• SET EXERCISE: Give the data again, word for word.

• DATA ROWS:
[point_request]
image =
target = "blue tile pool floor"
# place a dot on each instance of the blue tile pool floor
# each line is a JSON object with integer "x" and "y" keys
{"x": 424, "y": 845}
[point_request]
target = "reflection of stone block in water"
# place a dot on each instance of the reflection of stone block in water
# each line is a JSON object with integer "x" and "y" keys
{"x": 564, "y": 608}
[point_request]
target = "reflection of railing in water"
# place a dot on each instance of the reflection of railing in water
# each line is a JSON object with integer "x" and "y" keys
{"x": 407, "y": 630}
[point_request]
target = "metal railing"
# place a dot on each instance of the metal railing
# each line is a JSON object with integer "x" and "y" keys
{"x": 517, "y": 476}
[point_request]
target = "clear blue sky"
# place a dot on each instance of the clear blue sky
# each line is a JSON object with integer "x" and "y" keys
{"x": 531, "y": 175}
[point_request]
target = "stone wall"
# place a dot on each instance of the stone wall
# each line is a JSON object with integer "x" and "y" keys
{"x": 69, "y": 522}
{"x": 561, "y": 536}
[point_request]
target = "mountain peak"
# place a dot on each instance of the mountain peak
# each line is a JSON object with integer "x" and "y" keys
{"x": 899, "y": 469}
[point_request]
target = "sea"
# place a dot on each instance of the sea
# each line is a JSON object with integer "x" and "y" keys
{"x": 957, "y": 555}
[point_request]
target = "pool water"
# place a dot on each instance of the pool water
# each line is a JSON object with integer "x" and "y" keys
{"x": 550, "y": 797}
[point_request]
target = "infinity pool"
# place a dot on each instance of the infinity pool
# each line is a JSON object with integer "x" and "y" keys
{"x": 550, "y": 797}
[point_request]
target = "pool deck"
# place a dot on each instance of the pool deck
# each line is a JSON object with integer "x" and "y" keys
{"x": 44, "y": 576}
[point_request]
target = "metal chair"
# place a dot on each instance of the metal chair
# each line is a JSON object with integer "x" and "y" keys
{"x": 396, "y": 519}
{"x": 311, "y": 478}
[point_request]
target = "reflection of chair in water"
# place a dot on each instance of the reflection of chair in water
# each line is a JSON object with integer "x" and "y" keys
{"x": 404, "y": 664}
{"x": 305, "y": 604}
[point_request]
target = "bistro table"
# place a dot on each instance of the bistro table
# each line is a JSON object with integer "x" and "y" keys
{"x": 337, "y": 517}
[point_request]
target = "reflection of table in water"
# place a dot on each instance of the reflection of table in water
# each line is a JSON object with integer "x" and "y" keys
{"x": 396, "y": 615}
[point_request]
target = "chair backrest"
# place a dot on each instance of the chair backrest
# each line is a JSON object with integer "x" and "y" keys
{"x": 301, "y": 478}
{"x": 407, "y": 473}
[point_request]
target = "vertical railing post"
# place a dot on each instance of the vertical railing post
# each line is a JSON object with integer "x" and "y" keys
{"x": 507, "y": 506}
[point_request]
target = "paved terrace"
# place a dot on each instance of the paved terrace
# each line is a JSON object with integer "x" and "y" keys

• RESPONSE TO THE TASK:
[point_request]
image =
target = "blue tile pool floor"
# place a dot on each instance of the blue tile pool floor
# each line is a JSON object with integer "x" and "y" keys
{"x": 424, "y": 845}
[point_request]
target = "reflection of stone block in water"
# place a dot on each instance of the reflection of stone block in water
# each line is a JSON object with integer "x" and "y" keys
{"x": 564, "y": 608}
[point_request]
target = "reflection of railing in water"
# place a dot on each instance of the reflection of railing in water
# each line is a JSON object with integer "x" and "y" keys
{"x": 407, "y": 630}
[point_request]
target = "metal railing"
# place a dot on each instance of the metal railing
# each line is a JSON object with integer "x" and "y" keys
{"x": 517, "y": 476}
[point_request]
target = "clear blue sky"
# place a dot on each instance of the clear blue sky
# each line is a JSON object with integer "x" and "y" keys
{"x": 531, "y": 175}
[point_request]
target = "stone wall"
# place a dot on each instance of the stone wall
# each line is a JSON object with integer "x" and "y" keys
{"x": 69, "y": 522}
{"x": 561, "y": 536}
[point_request]
target = "mountain peak"
# place a dot on each instance of the mountain peak
# each line is a JSON object with integer "x" and "y" keys
{"x": 899, "y": 469}
[point_request]
target = "sea"
# place a dot on each instance of the sea
# each line is a JSON object with integer "x" and "y" keys
{"x": 957, "y": 555}
[point_request]
target = "pool water"
# place a dot on each instance of the pool water
# each line is a JSON object with integer "x" and "y" keys
{"x": 550, "y": 797}
[point_request]
target = "infinity pool"
# place a dot on each instance of the infinity pool
# each line is a JSON object with integer "x" and "y" keys
{"x": 550, "y": 797}
[point_request]
target = "pool deck"
# place a dot on each instance of the pool deck
# each line is a JSON object with integer "x" and "y" keys
{"x": 44, "y": 576}
[point_request]
target = "metal chair"
# place a dot on each instance of the metal chair
# each line is a JSON object with integer "x" and "y" keys
{"x": 396, "y": 519}
{"x": 311, "y": 478}
[point_request]
target = "reflection of chair in water"
# place a dot on each instance of the reflection of chair in water
# each line is a JSON object with integer "x" and "y" keys
{"x": 404, "y": 664}
{"x": 305, "y": 604}
[point_request]
target = "bistro table"
# place a dot on each instance of the bistro table
# each line is a JSON object with integer "x" and "y" keys
{"x": 337, "y": 517}
[point_request]
target = "reflection of table in water"
# place a dot on each instance of the reflection of table in water
# each line is a JSON object with integer "x" and "y" keys
{"x": 396, "y": 615}
[point_request]
target = "chair backrest"
# place a dot on each instance of the chair backrest
# each line is a JSON object with integer "x" and "y" keys
{"x": 301, "y": 478}
{"x": 407, "y": 473}
[point_request]
target = "vertical railing post"
# place a dot on each instance of the vertical railing post
# each line is a JSON object with integer "x" and "y" keys
{"x": 507, "y": 506}
[point_request]
target = "paved terrace"
# place a dot on each instance of the paved terrace
# each line is a JSON object with integer "x" and "y" keys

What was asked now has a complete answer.